▶ **What you are asked to do**: Reproduce the records below word for word, starting at the line that contains "[locate] white earphone" and stopping after the last line of the records.

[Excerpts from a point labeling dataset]
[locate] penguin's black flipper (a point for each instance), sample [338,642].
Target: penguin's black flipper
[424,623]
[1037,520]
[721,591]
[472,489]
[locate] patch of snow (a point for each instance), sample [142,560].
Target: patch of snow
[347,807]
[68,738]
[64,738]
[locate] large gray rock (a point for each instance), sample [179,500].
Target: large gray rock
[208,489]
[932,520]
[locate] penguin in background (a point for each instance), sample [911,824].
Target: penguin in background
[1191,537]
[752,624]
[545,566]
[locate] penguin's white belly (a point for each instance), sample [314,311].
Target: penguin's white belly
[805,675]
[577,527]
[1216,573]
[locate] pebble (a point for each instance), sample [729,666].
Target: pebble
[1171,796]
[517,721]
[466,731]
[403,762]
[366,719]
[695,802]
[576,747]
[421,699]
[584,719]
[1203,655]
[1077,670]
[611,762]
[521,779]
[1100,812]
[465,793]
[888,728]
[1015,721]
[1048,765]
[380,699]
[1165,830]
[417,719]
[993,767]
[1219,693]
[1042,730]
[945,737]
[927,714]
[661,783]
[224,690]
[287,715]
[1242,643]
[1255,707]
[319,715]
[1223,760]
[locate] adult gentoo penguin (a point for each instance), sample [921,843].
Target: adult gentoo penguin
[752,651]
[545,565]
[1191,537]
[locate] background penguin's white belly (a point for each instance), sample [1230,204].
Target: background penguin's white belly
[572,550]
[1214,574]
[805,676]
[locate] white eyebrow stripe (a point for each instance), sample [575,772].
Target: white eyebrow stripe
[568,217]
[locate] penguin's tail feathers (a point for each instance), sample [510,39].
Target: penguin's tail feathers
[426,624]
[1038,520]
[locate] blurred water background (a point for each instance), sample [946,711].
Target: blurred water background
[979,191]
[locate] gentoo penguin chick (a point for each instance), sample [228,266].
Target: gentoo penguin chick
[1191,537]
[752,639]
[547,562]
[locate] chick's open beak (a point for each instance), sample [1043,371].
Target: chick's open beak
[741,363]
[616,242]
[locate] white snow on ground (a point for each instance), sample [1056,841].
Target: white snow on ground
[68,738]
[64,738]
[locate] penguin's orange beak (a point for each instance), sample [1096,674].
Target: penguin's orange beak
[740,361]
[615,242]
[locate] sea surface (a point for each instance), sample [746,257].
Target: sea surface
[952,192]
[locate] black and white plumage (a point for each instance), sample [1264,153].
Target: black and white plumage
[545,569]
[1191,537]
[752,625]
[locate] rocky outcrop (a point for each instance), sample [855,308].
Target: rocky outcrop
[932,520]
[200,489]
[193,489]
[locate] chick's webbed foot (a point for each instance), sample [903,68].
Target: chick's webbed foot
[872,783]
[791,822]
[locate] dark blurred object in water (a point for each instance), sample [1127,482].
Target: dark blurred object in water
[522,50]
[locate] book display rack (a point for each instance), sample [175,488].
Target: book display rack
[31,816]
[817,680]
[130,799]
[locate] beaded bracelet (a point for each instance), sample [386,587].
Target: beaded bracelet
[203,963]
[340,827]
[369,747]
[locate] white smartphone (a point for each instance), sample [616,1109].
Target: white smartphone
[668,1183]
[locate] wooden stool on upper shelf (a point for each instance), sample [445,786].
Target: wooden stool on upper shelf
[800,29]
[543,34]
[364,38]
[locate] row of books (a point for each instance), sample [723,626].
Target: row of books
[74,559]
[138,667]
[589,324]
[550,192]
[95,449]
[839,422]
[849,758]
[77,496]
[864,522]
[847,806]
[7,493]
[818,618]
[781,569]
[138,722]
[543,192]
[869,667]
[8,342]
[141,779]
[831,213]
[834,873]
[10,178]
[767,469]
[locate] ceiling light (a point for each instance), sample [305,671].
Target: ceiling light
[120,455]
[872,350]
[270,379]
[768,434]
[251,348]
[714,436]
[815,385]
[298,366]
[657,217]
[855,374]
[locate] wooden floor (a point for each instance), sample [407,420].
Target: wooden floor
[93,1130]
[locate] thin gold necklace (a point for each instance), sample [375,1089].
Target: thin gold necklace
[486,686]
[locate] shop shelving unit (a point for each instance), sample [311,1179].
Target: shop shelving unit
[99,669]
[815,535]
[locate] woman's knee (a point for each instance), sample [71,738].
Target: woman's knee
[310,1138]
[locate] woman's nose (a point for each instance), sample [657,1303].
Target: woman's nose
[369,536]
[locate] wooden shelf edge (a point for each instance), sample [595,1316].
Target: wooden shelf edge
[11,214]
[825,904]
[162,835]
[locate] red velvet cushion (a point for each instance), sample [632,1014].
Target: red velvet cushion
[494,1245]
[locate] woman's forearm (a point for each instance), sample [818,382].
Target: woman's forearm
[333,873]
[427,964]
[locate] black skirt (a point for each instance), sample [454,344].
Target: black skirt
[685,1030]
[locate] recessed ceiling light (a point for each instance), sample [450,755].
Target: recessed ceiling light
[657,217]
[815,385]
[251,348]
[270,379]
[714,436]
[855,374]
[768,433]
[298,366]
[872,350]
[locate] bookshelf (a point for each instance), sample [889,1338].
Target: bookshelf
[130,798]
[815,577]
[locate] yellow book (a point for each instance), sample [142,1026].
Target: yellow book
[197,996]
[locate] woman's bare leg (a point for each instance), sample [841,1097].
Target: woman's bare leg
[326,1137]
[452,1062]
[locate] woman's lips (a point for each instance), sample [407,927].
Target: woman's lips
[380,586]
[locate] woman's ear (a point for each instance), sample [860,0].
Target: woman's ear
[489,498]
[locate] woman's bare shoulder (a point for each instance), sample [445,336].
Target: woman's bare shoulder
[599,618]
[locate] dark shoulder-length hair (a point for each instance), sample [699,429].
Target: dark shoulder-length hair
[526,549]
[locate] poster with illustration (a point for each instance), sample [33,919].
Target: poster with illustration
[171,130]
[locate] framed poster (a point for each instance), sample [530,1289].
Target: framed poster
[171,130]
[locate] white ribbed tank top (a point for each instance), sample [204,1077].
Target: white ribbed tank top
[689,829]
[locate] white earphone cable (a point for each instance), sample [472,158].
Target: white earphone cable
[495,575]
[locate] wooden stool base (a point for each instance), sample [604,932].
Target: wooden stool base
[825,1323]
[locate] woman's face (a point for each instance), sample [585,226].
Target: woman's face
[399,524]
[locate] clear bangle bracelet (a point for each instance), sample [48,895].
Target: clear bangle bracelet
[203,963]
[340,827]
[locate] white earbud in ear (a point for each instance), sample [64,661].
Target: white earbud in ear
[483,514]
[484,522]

▶ **Exercise output**:
[locate] white earphone cable (a point for each instance), sample [472,158].
Target: white earphone cable
[495,575]
[locate] wooden stool base (a point for each instance), sample [604,932].
Target: wooden stool base
[825,1323]
[locate] woman's face (a point for each instance), sample [585,226].
Target: woman's face
[399,524]
[locate] clear bangle bracelet (a point for each instance), sample [48,895].
Target: clear bangle bracelet
[203,963]
[340,827]
[locate] white earbud in ear (a point for each instance), sample [64,661].
Target: white earbud in ear
[483,514]
[484,522]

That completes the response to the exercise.